▶ **PROBLEM DESCRIPTION**
Find the line that contains "canal water, then". Output it and every line after it to the end of the records, exactly as they appear.

(Photo-based referring expression data)
—————
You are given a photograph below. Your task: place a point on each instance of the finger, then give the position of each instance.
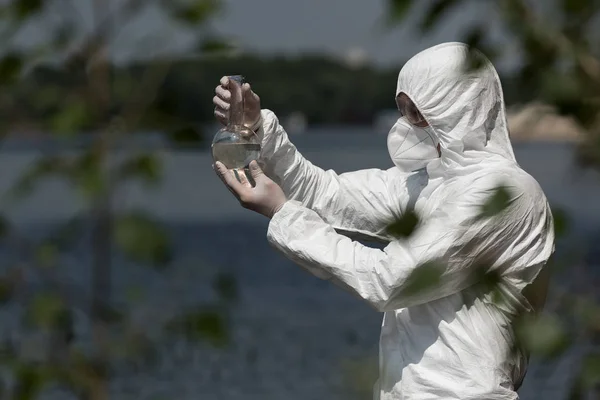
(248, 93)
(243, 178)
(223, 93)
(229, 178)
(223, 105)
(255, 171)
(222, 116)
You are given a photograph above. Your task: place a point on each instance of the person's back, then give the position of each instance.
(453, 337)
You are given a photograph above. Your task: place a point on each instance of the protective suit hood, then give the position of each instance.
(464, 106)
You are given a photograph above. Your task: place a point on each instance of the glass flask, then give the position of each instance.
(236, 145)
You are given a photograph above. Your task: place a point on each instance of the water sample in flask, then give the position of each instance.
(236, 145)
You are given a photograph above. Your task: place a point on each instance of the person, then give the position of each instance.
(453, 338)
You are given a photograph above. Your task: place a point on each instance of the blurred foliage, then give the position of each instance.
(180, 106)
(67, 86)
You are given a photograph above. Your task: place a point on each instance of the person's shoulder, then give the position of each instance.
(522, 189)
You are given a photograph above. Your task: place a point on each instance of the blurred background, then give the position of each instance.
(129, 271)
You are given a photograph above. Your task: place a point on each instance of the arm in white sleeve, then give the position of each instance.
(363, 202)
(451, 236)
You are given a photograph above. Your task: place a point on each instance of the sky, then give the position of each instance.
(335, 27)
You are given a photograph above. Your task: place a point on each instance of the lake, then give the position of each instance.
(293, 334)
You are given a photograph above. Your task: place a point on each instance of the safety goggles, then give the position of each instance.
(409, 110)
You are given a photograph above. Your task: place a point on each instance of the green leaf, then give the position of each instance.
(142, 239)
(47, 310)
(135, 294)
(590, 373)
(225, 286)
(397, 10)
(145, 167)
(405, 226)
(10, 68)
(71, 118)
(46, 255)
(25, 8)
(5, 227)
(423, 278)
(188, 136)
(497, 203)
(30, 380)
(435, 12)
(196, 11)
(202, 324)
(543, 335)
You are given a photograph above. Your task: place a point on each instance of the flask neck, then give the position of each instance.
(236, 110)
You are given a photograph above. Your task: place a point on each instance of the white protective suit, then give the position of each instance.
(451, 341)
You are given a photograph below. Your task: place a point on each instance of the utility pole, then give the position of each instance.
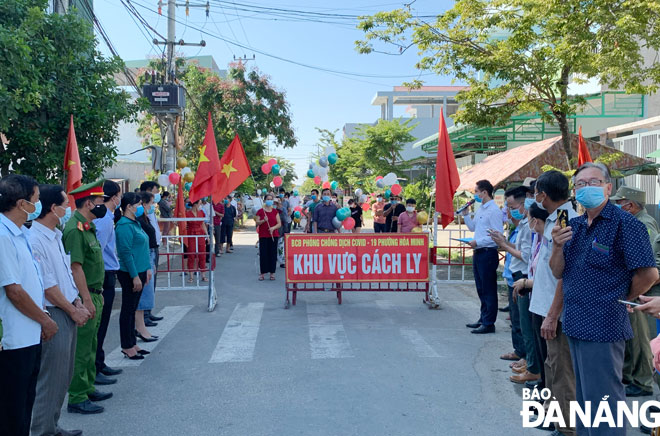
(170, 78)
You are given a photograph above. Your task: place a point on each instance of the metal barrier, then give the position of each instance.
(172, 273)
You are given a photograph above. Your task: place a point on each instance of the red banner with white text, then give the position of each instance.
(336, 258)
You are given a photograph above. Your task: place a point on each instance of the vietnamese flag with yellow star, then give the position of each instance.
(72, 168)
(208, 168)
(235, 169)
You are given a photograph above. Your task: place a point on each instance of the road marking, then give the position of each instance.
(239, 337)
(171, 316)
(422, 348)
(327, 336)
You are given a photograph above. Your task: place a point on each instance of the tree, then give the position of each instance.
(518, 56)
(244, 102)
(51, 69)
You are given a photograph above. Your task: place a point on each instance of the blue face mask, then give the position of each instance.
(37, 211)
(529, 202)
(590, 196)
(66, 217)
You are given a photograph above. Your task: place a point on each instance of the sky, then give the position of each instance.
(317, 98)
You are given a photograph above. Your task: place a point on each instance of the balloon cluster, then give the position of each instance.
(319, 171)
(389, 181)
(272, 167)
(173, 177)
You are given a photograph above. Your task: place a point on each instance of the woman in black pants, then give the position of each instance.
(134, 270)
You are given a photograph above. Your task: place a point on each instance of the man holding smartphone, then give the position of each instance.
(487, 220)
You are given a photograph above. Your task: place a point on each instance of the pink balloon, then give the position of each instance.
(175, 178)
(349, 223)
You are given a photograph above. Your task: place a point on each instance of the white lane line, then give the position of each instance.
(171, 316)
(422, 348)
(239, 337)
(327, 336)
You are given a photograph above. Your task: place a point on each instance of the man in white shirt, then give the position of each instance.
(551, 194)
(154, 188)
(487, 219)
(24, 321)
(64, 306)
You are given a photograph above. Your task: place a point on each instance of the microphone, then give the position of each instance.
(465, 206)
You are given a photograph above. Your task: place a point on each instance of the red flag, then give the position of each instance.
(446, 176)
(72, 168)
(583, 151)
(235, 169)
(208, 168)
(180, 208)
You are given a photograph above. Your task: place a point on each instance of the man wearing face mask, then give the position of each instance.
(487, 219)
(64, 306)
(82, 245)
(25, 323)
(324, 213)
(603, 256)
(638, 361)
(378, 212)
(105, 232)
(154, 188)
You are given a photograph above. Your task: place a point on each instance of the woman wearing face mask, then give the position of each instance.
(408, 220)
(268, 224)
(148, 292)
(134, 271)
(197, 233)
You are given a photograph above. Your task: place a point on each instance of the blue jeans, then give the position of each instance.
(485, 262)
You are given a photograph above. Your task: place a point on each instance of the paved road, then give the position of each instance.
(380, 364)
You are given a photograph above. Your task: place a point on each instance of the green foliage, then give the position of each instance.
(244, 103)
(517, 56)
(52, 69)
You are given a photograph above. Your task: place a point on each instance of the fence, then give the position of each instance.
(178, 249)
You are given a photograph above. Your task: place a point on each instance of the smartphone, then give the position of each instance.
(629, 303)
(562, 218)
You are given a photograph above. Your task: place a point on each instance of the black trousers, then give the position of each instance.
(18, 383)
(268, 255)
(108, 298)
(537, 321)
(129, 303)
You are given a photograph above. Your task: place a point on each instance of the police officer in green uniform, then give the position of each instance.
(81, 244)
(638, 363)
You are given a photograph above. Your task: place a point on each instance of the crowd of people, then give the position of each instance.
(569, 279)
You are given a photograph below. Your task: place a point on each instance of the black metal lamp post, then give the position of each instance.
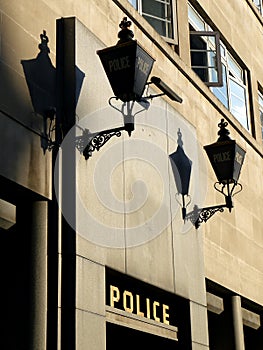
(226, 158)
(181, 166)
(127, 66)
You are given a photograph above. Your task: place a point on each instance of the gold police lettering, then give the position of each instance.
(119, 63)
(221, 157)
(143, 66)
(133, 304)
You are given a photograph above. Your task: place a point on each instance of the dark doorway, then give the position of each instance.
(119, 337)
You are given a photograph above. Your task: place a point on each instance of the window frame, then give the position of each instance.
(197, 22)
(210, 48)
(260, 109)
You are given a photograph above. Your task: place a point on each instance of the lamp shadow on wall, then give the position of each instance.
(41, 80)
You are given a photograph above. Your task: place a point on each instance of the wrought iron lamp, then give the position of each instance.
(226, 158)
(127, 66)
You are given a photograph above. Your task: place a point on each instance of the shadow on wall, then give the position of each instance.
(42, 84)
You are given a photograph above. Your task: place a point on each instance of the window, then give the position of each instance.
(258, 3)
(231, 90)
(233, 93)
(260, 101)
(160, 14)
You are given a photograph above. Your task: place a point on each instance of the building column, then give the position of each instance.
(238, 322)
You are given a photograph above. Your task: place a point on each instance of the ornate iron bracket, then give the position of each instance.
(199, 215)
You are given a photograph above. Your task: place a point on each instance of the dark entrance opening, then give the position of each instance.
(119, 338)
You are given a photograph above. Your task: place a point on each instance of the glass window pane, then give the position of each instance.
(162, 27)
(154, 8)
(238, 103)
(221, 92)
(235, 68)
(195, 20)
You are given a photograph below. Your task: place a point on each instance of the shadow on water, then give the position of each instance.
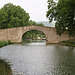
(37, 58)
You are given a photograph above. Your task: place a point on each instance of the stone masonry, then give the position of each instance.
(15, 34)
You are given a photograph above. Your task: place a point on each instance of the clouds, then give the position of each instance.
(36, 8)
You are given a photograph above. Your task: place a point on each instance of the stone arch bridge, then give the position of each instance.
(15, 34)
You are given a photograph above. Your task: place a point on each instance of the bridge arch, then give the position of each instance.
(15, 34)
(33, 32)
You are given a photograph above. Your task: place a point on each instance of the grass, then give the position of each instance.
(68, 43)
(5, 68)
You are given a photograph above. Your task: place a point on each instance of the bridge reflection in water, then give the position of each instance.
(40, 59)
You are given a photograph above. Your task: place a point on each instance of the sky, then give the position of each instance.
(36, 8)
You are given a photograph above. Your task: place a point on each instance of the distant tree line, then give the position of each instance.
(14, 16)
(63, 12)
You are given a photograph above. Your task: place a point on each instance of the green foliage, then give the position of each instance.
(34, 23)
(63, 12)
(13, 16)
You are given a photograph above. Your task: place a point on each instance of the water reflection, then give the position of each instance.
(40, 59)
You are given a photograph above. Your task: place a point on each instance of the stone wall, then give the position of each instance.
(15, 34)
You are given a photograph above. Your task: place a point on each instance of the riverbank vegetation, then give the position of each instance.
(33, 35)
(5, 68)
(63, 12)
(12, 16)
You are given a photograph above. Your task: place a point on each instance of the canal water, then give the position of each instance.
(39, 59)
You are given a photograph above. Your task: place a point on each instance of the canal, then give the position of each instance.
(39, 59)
—————
▶ **RESPONSE FOR THIS EXERCISE**
You are given a photograph above. Your task: place a point on each instance of the canal water, then give the position of each instance.
(39, 59)
You are given a photograph above. Your task: place a point on each instance of the canal, then give the position of each instance.
(39, 59)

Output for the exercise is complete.